[What you need to do]
• A. Please list every person named in full in the article on the Blackwater killings.
• B. Carry on the article on the Blackwater killings from its final sentence.
— Start of Page text —
The charges follow the collapse of a case against five other Blackwater guards over killings in Iraq, and an agreement by the company today to pay compensation for a number of deaths of Iraqi civilians in several incidents.

Today's legal settlement amounts to an implicit admission by the highly secretive company that some of its guards were responsible for a series of unjustifiable killings.

Blackwater appears to have reached the deal to avoid a court hearing that threatened to force the company to lay bare what critics contend was a policy of shooting first, as well as the involvement of its employees in an array of criminal activities.

But the company's actions are likely to come under legal examination after all following the indictment of Justin Cannon, 27, and Chris Drotleff, 29, for murder and other offences after they opened fire on a car following a traffic accident in Kabul. Two people were killed and one wounded.

Cannon, from Texas, recently told the Associated Press that he is innocent.

"My conscience is clear about it, but that doesn't really matter," he said. "If someone's got an agenda, then there's nothing I can do about it."

Blackwater, which renamed itself Xe after a deluge of bad publicity over its actions in Iraq, did not release details of the settlement it reached today with Iraqi families in which the company was accused of a pattern of illegal activity and reckless killings. The legal actions accused Blackwater's founder, Erik Prince, a former member of US navy special forces, of running a private army that "roamed the streets of Baghdad killing innocent civilians".

Among the cases was the killing of three members of an Iraqi family, including a nine-year-old boy, when Blackwater guards opened fire on their car as they drove to Baghdad airport in July 2007.

Other lawsuits filed by the Centre for Constitutional Rights in New York related to the killing of an Iraqi guard and the shooting dead of three people guarding the state-run Iraqi Media Network by a Blackwater sniper. The Iraqi police called the shootings an "act of terrorism".

The highest-profile case was on behalf of the families of three of up to 17 Iraqis killed by Blackwater guards in Baghdad's Nisoor square in 2007.
— End of Page text —
— Start of Provided records —
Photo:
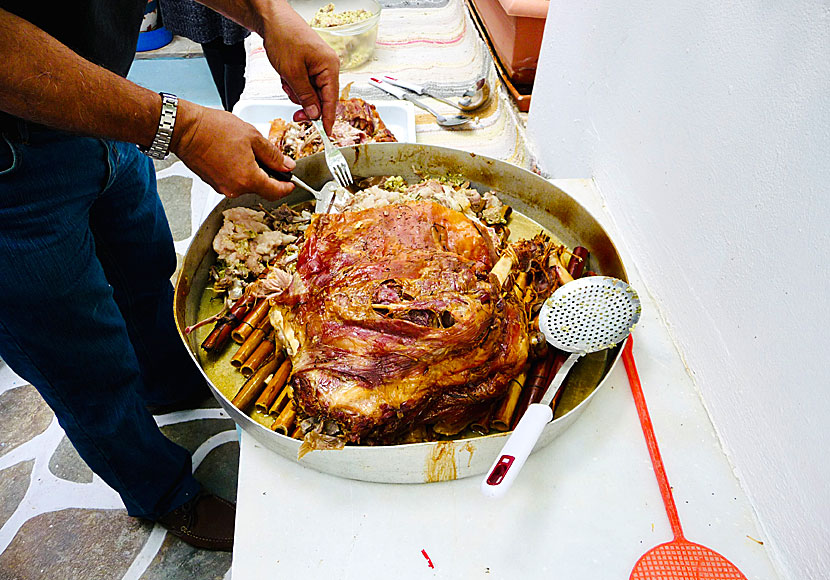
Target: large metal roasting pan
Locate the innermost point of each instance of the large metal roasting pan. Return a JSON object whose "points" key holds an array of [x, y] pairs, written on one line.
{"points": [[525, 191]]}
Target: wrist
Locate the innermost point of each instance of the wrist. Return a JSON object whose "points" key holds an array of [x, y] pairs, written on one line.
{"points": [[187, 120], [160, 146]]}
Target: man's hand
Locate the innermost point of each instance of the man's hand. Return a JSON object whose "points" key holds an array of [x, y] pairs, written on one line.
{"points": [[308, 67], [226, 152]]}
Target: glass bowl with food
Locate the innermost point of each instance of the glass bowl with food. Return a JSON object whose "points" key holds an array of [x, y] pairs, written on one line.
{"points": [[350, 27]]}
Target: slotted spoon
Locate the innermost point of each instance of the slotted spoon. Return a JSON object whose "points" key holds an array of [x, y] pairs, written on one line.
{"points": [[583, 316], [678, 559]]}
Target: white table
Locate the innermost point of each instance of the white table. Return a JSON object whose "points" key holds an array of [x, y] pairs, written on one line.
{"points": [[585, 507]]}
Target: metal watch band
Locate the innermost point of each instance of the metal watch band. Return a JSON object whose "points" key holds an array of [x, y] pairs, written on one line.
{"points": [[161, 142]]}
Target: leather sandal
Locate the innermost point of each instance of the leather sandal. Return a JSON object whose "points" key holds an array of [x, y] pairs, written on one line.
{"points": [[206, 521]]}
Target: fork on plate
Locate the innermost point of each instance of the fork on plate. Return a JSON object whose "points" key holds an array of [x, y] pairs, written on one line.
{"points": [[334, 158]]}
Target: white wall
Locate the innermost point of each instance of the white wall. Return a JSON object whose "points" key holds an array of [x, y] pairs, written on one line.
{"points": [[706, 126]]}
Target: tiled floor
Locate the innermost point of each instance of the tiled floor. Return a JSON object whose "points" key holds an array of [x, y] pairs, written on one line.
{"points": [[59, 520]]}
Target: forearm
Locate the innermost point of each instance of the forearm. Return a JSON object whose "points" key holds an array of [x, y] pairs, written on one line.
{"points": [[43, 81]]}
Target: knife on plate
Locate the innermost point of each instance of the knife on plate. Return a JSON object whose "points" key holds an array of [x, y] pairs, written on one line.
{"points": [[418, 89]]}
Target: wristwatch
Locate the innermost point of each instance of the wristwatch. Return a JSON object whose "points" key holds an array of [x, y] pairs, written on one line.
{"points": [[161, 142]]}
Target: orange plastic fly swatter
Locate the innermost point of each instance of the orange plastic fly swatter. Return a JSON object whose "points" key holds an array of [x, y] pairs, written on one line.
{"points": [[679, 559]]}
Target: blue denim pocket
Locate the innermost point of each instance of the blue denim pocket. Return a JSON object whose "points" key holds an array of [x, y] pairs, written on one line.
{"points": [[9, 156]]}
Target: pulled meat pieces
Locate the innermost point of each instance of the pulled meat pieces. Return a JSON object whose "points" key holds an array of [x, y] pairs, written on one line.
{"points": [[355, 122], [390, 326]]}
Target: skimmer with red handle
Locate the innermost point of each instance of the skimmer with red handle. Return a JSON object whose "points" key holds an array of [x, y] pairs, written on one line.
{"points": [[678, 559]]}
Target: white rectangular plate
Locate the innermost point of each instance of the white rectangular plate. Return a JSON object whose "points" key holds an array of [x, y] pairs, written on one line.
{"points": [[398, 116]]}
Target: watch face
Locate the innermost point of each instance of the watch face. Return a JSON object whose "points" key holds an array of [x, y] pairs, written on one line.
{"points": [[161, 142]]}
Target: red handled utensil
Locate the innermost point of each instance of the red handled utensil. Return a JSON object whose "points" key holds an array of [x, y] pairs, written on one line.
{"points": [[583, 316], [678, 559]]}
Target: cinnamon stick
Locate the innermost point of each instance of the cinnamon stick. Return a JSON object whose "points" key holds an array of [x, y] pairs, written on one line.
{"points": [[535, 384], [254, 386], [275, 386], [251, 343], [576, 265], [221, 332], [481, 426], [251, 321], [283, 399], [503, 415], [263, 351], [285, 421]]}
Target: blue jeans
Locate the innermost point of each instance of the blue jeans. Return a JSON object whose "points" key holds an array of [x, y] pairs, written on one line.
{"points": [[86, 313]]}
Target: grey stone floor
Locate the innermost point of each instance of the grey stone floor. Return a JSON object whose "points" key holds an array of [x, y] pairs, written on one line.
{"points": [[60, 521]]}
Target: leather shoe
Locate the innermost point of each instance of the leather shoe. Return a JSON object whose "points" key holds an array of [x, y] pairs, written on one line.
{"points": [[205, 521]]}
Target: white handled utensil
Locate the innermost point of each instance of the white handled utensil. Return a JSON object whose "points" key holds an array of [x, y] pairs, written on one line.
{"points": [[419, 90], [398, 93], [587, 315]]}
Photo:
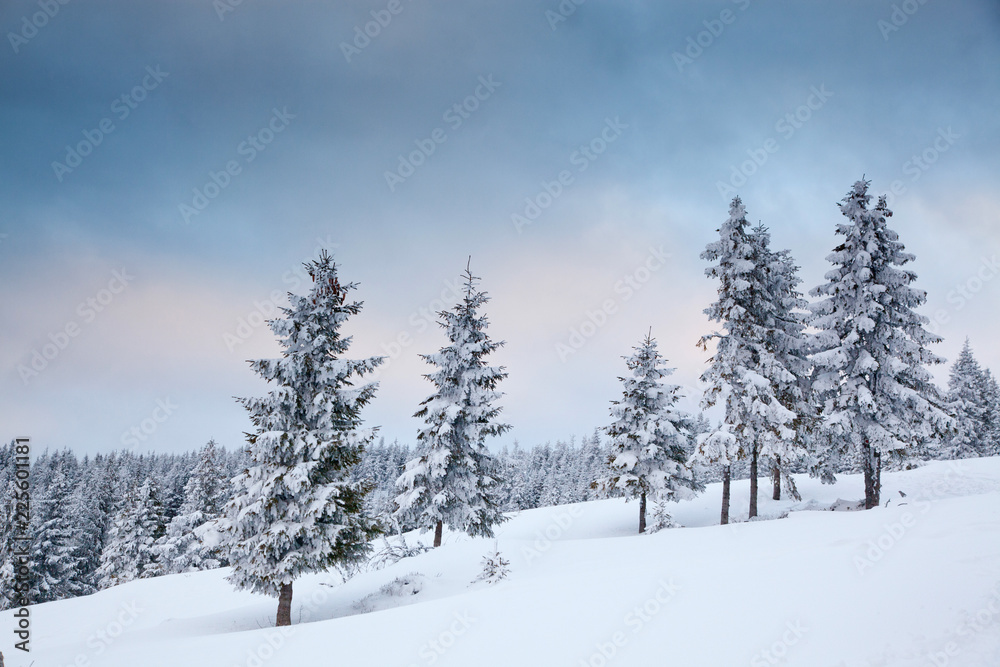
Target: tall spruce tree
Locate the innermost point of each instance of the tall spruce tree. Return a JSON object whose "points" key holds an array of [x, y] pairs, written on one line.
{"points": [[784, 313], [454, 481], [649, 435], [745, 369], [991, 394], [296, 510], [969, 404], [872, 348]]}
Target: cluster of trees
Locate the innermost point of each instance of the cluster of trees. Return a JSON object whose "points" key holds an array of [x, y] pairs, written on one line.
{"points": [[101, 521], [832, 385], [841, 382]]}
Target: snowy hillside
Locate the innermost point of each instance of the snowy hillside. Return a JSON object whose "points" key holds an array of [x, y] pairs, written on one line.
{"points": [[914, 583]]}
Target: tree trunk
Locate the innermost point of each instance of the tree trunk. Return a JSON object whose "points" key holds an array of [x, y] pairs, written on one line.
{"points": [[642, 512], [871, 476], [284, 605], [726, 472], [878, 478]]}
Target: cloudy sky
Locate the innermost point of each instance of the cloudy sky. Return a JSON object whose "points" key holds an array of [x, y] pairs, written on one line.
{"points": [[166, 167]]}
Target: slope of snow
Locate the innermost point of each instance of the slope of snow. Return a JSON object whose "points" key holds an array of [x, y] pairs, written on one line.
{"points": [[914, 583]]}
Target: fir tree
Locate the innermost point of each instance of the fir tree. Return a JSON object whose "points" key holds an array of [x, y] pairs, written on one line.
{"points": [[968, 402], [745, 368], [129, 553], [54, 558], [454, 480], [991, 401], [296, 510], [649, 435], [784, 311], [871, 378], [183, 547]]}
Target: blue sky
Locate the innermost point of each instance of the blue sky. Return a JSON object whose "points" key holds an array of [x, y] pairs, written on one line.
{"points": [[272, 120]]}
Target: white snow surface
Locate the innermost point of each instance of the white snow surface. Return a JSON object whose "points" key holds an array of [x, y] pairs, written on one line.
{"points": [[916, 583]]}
— End of Provided records —
— Start of Provided records —
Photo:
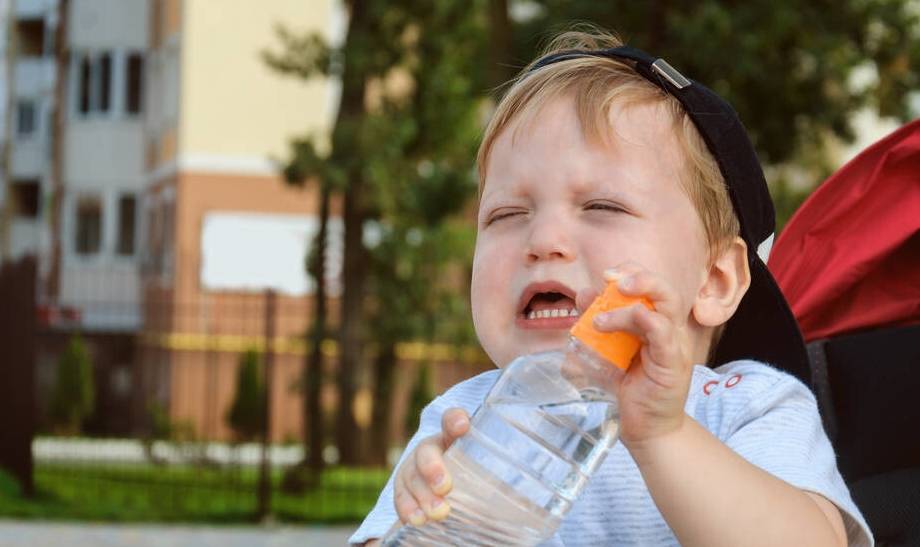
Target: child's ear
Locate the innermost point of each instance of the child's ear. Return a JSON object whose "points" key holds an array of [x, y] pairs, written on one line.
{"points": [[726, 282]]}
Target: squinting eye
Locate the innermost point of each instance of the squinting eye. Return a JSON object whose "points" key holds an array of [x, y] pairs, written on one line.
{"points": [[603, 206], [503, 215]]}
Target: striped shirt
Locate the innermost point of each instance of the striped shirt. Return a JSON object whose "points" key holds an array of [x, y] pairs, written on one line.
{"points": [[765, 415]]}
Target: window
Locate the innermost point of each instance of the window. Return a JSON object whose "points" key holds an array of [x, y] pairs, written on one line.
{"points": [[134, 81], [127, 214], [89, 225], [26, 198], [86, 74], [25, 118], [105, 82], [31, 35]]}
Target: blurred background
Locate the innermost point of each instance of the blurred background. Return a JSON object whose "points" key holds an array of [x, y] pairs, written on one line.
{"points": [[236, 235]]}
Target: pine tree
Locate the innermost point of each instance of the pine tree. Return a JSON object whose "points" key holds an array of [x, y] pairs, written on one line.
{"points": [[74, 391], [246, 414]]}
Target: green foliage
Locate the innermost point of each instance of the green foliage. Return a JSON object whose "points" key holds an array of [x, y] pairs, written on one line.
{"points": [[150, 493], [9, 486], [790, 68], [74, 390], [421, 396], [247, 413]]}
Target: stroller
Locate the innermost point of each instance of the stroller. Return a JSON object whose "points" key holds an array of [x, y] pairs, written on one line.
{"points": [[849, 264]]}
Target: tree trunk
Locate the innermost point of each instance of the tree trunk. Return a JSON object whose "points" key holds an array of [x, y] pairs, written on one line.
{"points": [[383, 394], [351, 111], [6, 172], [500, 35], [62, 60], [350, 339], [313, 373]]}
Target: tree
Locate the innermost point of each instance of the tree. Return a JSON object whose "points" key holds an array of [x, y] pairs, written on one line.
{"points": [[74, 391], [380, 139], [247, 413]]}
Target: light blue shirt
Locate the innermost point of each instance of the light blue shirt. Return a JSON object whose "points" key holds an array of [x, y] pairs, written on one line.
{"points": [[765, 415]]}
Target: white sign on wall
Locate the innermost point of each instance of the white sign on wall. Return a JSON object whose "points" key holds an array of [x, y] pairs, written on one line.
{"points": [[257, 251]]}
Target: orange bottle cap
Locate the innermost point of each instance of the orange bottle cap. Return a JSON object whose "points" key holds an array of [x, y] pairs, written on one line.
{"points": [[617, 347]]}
— End of Provided records —
— Start of Provided records —
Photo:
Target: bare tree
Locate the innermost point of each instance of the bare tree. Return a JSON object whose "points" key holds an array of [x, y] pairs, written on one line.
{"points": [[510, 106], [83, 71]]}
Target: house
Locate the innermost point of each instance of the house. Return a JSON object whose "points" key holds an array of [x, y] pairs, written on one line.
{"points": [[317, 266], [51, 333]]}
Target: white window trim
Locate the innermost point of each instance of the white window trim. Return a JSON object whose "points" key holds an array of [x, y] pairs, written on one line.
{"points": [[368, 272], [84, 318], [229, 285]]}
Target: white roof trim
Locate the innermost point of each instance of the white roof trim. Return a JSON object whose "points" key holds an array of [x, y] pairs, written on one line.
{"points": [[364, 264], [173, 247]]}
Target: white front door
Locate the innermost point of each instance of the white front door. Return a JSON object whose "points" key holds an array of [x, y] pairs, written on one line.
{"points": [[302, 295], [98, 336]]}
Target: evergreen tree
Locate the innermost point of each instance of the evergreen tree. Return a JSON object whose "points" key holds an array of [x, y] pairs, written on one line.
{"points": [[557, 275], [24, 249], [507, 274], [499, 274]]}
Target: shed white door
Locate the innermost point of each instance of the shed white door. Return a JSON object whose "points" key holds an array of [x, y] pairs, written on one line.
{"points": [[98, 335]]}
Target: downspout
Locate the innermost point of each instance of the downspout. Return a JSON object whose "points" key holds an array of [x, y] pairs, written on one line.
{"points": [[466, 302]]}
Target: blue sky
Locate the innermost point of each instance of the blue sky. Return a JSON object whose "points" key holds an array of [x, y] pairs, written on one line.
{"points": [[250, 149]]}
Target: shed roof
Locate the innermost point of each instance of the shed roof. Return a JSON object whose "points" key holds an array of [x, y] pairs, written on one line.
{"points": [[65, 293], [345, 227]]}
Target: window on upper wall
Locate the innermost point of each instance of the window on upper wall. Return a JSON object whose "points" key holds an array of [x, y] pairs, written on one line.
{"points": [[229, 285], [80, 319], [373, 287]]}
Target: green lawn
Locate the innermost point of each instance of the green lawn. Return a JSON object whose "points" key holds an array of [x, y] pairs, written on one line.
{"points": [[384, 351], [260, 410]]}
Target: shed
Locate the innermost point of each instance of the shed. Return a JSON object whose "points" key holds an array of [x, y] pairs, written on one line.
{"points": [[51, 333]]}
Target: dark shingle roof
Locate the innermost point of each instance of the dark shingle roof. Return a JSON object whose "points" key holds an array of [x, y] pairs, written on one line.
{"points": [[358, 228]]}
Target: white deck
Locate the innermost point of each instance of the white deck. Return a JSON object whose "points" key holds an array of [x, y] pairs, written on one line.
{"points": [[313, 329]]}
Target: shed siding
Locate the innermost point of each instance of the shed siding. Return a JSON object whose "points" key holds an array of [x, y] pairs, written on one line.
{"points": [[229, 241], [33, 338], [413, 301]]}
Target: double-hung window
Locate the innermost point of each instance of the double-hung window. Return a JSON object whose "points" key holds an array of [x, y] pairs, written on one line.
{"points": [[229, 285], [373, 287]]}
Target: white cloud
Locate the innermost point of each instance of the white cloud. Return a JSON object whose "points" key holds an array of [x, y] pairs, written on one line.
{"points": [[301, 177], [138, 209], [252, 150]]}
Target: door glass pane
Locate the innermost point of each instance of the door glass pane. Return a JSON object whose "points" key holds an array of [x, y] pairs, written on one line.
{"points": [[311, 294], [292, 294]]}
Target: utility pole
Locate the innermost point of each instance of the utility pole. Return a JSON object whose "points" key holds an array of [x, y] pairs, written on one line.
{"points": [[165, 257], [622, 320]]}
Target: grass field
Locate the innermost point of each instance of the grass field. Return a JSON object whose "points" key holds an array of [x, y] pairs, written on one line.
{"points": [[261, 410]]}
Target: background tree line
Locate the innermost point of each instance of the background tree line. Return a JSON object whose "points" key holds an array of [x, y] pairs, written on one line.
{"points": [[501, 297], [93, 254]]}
— End of Provided records —
[Exercise responses]
• A. Justin Cannon, Chris Drotleff, Erik Prince

• B.
Five Blackwater guards were prosecuted in the US over the killings but last week a judge threw out the charges on procedural grounds, including that the accused men had been forced to incriminate themselves. The guards could not be prosecuted in Iraq because of an immunity agreement imposed by Washington on the interim administration in Baghdad after the 2003 invasion.

The decision has led to accusations that Blackwater was in effect operating outside the law, which contributed to a climate of impunity and reckless use of weapons. The company has since been barred from the country by the Iraqi government.

Critics allege that US officials contributed to the climate of impunity by protecting Blackwater guards responsible for evidently illegal killings. Those include the shooting dead three years ago of an Iraqi security guard to the country's vice-president while he was on duty at the prime minister's compound.

The Iraqi government alleges that the guard was shot by a drunken Blackwater employee who was then spirited out of the country by the US state department, which attempted to keep his identity secret.

The action settled today also included allegations that the company's aircraft were used to abduct Iraqis and that Blackwater workers were involved in weapons smuggling, illegal drug use and bringing young girls to the company's compound in Baghdad for paid sex.

Blackwater said it was "pleased" with the settlement, which it said "provides some compensation to Iraqi families".

Despite Blackwater's contentious record, the US military and intelligence agencies continue to maintain a close relationship with the company. Two of the CIA workers killed in a suicide bombing in Afghanistan this week were private contractors with Blackwater.